(What is needed): Give every line of the data again, exactly.

(Material supplied):
● ● ● ●

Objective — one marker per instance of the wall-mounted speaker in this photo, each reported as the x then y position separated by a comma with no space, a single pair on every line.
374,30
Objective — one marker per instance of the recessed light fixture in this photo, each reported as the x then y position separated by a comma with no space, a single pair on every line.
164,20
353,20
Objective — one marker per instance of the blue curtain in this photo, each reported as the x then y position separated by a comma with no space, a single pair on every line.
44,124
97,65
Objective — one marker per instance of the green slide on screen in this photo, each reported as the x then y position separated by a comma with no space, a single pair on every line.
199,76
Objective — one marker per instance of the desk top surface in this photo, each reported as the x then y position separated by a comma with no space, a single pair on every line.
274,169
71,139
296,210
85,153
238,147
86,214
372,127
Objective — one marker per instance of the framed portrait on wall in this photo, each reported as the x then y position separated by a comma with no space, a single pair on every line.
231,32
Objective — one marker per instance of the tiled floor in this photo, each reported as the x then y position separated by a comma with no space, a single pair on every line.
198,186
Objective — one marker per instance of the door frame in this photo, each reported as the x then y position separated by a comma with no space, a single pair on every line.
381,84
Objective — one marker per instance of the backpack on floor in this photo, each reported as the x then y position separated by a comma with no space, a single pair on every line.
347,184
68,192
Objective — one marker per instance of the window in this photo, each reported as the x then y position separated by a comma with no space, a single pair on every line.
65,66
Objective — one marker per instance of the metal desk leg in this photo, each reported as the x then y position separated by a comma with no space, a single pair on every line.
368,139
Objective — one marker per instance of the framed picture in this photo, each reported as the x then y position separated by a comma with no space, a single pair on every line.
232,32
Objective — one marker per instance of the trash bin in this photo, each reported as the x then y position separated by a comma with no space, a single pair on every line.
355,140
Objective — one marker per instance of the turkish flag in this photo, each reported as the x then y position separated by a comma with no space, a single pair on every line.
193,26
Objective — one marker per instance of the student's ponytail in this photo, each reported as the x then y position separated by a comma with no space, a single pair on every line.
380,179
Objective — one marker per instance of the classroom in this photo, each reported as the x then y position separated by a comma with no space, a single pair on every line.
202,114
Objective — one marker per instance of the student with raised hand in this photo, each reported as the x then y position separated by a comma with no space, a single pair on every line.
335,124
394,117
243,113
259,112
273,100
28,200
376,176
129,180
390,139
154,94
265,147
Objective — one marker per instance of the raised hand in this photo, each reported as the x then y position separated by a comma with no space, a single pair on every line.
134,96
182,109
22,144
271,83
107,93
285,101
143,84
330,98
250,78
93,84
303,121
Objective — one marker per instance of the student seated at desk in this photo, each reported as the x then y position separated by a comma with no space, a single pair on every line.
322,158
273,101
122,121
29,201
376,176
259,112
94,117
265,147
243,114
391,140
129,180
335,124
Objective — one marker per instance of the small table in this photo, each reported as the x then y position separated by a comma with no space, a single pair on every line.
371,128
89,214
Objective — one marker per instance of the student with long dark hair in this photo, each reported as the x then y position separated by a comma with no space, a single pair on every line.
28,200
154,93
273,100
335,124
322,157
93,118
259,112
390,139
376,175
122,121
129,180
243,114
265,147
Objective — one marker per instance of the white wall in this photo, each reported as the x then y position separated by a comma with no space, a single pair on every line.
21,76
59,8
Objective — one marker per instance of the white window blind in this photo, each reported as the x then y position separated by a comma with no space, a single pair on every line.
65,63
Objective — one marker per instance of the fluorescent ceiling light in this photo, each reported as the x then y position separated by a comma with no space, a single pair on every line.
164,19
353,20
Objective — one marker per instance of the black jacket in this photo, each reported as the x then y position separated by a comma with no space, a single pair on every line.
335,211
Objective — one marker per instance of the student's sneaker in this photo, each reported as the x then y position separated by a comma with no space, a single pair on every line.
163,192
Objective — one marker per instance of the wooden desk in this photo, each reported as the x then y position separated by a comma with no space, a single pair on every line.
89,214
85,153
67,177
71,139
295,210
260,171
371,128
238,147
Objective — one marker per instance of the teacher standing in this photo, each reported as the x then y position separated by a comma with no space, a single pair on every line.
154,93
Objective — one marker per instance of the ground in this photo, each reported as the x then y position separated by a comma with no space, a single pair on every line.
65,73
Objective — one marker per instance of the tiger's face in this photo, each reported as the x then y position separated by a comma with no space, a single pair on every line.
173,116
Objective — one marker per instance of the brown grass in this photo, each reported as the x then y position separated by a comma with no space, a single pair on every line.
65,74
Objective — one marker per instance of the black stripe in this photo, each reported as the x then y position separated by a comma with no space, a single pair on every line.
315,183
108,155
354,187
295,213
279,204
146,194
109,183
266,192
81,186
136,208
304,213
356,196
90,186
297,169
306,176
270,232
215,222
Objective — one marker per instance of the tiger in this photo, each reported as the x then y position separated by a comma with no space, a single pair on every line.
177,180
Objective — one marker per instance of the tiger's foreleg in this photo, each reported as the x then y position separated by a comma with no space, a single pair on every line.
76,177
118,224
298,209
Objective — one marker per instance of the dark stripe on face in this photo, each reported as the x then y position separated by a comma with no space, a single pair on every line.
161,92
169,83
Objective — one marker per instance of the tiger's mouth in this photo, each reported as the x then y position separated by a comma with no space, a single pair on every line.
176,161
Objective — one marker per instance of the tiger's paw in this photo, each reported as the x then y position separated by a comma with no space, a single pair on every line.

● ● ● ●

(Exercise solution):
Objective — one marker per instance of the wall-mounted speaker in this photo, each reported as the x then y position separated by a comma with no space, a single pair on every line.
374,30
Objective — one marker per instance of the recessed light fixture in this photo, each reported as the x then y position separated by a comma with no space, a single pair on every line.
164,20
353,20
Objective — one marker per instance of the blue curtain in this photo, each reported as the x then y position separated by a comma with no space, a single pair on every line.
44,124
97,65
Objective — one marker per instance of the green slide on screen in this photo, each reported as the x then y position separated by a comma with no space, a single pair on every line.
199,76
Objective — one marker per instance of the desk top surface in this photo, each reported as the x then y position separated by a comma with no space, a single pair on every line.
274,169
71,139
296,210
85,153
238,147
86,214
372,127
Objective — one marker per instance of the framed portrait on wall in this photo, each reported as the x then y position separated by a comma with no space, a single pair on every line.
231,32
Objective — one marker per instance of the tiled floor in this photo, each reported as the x then y position separated by a comma with no space, a single pair on every line.
198,186
Objective — one marker per instance of the door frame in this photo, each reported as the x then y position separated by a comma with no space, a single pair on every line.
381,84
Objective — one marker per instance of the backpack on floor in this photo, each reported as the x then y position separated by a comma with no space, a single pair on every line.
347,184
68,192
Objective — one marker per instance of the window in this photo, each reported as the x then y position separated by a comma with no space, a single pair on every line.
65,66
Objective — one marker per instance of the metal desk leg in this photo, each reported as the x then y position separated by a comma with no space, a single pair on every line.
368,139
Objective — one marker per instance of the framed picture in this photo, each reported as the x then y position separated by a comma with no space, a single pair on every line.
232,32
Objective — one marker per instance of the trash bin in this photo, each reported as the x then y position separated by a comma with no space, a single pair on every line.
355,140
Objective — one marker per instance of the turkish flag in this photo, each reported as the x then y position separated by a comma with no space, a single pair on every line.
193,26
Objective — one marker per instance of the student's ponytail in this photo, each reported as the x then y position separated by a comma with no space, a single pair on every line.
380,179
Objective — one marker per instance of the classroom in this photo, each reported as the x then y position separated by a comma with no space, a single pair on every line.
202,114
Objective — one marker per instance of the student with raised hand in this photo, each reported as the x then y position separated by a comma with no space, a single pair on every line.
335,124
394,117
243,113
259,112
273,100
28,200
376,176
129,180
390,139
154,94
265,147
Objective — one marker per instance of the raised hand in this photo, each reported as the x then y position separated by a comma with no space, a single pair on every line.
134,96
182,109
22,144
271,83
107,93
285,101
143,84
330,98
250,78
93,84
303,121
Objective — one marker per instance of the student seated at desk in this photo, each reported as the x then y position separated by a comma with no space, a single pair on every line.
322,158
273,101
122,121
29,201
376,176
259,112
94,117
265,147
243,114
391,140
129,180
335,124
Objective — one marker per instance of the small table in this photo, each reported as the x then y position separated by a comma with no space, a single pair on every line.
371,128
89,214
Objective — one marker per instance of the student with long dark hair in this photo, each reported as the x then y position separated by a comma with no space, a single pair on every line.
28,200
154,93
273,100
335,124
322,157
93,118
259,112
390,139
376,175
122,121
129,180
243,114
265,147
Objective — one marker per instance of the white wall in this photo, each reported as the x then y position separated by a comma with no space, a single pair on every line.
21,76
59,8
Objective — one marker per instance of the white window blind in this photo, each reported as the x then y position separated by a comma with no space, a single pair on every line.
65,63
Objective — one marker per instance of the fluorescent ceiling light in this photo, each reported as the x then y position separated by a comma with no space, a single pair on every line.
164,19
353,20
Objective — one marker per instance of the black jacket in this photo, each reported as the x then y position separated by a comma with no space, a single pair on every line.
335,211
Objective — one marker per instance of the student's sneaker in this photo, each reported as the x then y position separated by a comma with no space, a single pair on every line.
163,192
Objective — one marker per instance of the wooden desk in this photo, each reported as the x then y position separated by a comma with no space, a single pair on every line.
89,214
85,153
67,177
71,139
295,210
260,171
371,128
238,147
Objective — one marker per instance of the teacher standing in this photo, each reported as the x then y position separated by a comma with no space, a single pair on every line.
154,93
Objective — one marker per instance of the ground in this photo, each reported as the x then y position separated by a comma with no space, a single pair on every line.
65,73
Objective — one marker per instance of the tiger's face in this photo, each reported as the x then y position separated by a comma with no space, a single pair on every line.
173,116
Objective — one marker per instance of the brown grass in this photo, each reported as the x then y position separated by a comma with no space, a single pair on every line.
65,74
Objective — one marker per instance of the black stripe in this photo, each reported as the x then y position separated by a comma with no space, a single pair on every line.
315,183
108,155
354,187
295,213
279,204
146,194
109,183
266,192
81,186
136,208
304,213
356,196
90,186
297,169
306,176
270,232
215,222
Objective — one marker per instance of the tiger in this photo, each reported as the x then y position separated by a comma with no space, a single pair on every line.
177,180
Objective — one marker per instance of the tiger's foreleg in this photo, each reported as the x then y position separated by a comma with no space, a single pair on every line.
76,177
118,224
298,209
Objective — one marker per instance of the dark stripe on face in this photo, each reported as the x then y position separated by a comma with no space, a single pair on every line.
161,92
169,83
Objective — one marker per instance of the tiger's mouth in this photo, each reported as the x then y position separated by a comma with no space, a single pair on every line.
176,161
Objective — one marker per instance of the tiger's paw in this photo, each reported as the x then y position separated by a comma with no space, a single pair on every line.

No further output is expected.